** Begin ROWS **

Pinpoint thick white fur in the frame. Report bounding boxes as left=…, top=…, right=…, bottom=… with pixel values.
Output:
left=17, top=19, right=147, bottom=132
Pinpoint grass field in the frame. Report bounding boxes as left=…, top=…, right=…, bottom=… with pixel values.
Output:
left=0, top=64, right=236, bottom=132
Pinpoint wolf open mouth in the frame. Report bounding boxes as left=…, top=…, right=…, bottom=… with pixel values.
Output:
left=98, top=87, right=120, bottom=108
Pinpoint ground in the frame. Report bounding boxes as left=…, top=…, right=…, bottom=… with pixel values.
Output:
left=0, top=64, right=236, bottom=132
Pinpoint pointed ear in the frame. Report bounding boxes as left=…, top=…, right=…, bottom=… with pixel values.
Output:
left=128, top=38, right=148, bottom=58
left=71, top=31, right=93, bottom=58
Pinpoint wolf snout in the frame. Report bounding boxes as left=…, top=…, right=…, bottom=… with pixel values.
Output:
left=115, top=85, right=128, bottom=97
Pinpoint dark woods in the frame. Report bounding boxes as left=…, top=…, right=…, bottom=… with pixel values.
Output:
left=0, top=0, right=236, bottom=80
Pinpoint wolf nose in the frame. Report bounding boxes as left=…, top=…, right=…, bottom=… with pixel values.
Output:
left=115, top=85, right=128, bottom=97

** End ROWS **
** Begin ROWS **

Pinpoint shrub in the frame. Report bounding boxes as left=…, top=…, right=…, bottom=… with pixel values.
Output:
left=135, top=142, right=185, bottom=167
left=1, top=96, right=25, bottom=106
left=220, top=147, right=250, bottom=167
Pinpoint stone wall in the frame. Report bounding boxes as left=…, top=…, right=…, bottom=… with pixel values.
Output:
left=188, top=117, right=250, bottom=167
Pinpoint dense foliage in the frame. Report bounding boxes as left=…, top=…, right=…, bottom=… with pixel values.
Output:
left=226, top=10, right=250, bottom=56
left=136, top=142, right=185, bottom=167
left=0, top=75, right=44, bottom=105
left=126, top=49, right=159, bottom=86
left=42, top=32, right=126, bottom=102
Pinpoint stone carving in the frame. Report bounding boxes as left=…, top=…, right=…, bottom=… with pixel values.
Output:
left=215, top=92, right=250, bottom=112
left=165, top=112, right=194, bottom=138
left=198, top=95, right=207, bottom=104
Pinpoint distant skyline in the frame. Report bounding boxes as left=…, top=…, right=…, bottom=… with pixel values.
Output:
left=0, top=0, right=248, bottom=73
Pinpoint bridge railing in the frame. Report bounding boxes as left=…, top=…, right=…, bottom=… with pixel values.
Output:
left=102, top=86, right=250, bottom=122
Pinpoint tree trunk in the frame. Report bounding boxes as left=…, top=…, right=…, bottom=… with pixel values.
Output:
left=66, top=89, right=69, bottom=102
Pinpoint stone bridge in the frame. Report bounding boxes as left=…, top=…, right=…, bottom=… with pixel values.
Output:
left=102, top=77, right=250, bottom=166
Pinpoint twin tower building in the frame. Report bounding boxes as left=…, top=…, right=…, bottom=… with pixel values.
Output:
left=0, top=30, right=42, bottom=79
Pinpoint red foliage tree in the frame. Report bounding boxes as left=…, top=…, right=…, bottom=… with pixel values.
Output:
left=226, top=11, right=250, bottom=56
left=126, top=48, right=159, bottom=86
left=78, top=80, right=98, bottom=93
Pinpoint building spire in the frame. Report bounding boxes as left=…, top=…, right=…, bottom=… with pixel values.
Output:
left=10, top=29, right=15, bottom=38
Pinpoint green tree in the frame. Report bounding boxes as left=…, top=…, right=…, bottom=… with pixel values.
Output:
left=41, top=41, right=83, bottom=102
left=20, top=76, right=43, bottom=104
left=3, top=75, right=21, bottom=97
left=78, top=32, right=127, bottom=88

** End ROWS **
** Begin ROWS **

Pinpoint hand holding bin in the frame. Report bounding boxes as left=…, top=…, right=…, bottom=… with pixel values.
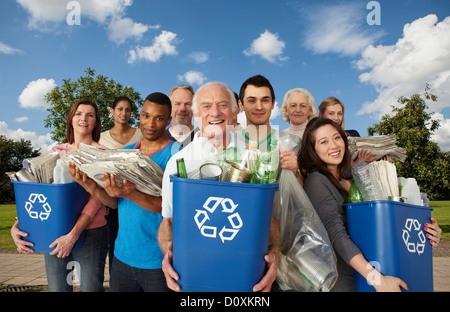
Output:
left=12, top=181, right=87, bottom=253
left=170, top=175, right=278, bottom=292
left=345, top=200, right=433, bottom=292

** End ROWS **

SET PROBLEM - Return every line in the excerpts from the detection dataset above that contains the string "tree". Case counts.

REPLY TO THE TASK -
Pinpoint tree trunk in the frame. Report bounding boxes as left=…, top=…, right=…, bottom=… with pixel values.
Pinpoint red foliage tree in the frame. Report bounding boxes as left=…, top=…, right=…, bottom=… with pixel values.
Pinpoint green tree in the frame. Report bounding boxes as left=…, top=…, right=…, bottom=… with pixel values.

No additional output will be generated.